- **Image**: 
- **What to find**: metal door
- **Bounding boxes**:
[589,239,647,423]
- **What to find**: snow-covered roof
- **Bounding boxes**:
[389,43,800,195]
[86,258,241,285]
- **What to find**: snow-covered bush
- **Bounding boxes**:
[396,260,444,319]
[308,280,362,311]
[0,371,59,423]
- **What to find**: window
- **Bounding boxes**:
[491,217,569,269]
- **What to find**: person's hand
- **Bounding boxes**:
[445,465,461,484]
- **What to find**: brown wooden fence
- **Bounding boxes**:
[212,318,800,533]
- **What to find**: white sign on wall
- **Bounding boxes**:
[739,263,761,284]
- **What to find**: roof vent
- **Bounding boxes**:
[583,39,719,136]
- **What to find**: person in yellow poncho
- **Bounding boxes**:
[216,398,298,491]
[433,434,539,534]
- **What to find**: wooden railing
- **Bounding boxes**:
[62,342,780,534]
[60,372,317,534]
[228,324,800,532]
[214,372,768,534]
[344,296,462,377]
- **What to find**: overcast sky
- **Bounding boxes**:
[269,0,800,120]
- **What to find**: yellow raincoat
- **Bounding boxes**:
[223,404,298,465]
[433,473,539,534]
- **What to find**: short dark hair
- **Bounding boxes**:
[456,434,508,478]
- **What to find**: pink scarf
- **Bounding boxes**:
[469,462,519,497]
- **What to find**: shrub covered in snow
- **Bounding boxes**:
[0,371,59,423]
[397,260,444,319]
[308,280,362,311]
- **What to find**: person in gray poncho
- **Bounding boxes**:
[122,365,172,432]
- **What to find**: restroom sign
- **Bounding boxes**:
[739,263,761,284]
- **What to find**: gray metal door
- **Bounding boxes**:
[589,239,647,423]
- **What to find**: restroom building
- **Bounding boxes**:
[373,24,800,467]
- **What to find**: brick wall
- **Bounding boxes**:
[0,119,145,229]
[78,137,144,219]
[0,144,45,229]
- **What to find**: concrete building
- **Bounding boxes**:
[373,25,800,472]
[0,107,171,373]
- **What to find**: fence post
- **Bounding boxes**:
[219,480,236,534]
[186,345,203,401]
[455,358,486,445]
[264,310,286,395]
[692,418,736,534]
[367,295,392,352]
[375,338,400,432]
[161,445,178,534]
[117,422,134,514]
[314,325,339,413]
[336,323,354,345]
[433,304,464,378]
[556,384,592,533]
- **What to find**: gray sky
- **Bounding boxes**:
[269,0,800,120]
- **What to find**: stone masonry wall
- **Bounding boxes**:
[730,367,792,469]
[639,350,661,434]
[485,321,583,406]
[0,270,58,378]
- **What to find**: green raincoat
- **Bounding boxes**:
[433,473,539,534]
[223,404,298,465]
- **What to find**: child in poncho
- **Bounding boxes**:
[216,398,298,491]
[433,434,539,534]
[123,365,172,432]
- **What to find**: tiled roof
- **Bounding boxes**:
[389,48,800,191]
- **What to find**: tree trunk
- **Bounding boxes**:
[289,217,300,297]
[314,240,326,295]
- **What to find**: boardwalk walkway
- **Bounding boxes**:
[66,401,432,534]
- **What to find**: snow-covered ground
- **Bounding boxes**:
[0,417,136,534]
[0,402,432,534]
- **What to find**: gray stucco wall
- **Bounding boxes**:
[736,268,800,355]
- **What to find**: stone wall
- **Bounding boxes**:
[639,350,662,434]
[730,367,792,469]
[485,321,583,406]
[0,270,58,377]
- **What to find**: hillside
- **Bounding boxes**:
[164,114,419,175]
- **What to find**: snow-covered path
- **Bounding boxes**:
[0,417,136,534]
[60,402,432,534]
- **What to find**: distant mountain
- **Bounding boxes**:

◆ **WHAT YOU NEED TO DO**
Starting at the line that contains "- **What to find**: gray metal door" and going through the final line above, write those lines out again, requests included. Shift every bounding-box coordinate up by 71.

◆ **WRITTEN SOLUTION**
- **What to find**: gray metal door
- **Bounding boxes**:
[660,310,718,494]
- **What to find**: restroom building
- **Bounding boxes**:
[444,95,871,538]
- **What to find**: brick wall
- **Bounding boxes**:
[71,190,216,300]
[149,208,215,290]
[71,215,116,300]
- **What to find**: concrete building
- **Bounding boxes**:
[444,96,871,543]
[71,178,242,444]
- **What to find**: fence post
- **Bounding boxes**:
[290,551,307,605]
[257,416,274,472]
[526,429,557,516]
[335,381,357,466]
[763,489,807,605]
[438,366,463,423]
[446,409,471,503]
[232,516,249,605]
[188,493,205,585]
[385,396,410,484]
[407,394,425,416]
[504,375,535,449]
[627,455,663,604]
- **What to find**: gray sky
- **Bounding boxes**:
[340,71,871,191]
- **What to find**: stone masonry wall
- **Bounding boxes**:
[801,438,863,540]
[710,421,732,505]
[556,392,654,477]
[71,341,129,449]
- **What to find**: green raincoat
- **Bounding boxes**:
[504,544,610,605]
[294,475,369,536]
- **What to find**: child in poncho
- **Bounding boxes**:
[287,469,369,562]
[504,505,610,605]
[194,436,243,503]
- **What to find**: tiled roof
- **Bounding boxes**:
[460,119,871,262]
- **What to find**: tree trunk
- **Bounding boxes**:
[360,288,371,368]
[385,311,397,366]
- **What to find**: boardwalk walkway
- **Bounding boxes**:
[137,472,503,605]
- **What to find**: snow-covered ground
- **Bounding boxes**:
[71,488,207,605]
[71,473,503,605]
- **What to find**: gray stucco wall
- **Bounding boxes**:
[807,339,871,426]
- **What to find**: stone wall
- **Bounding boxes**:
[710,421,733,505]
[801,438,863,540]
[556,392,654,477]
[71,341,129,448]
- **What to find**: hillside
- **Bounding boxes**:
[235,185,490,246]
- **What to find**: snow-covered path
- **Bounding boxes**:
[71,488,207,605]
[131,473,503,605]
- **What to find**: distant mountain
- **Bounding boxes**:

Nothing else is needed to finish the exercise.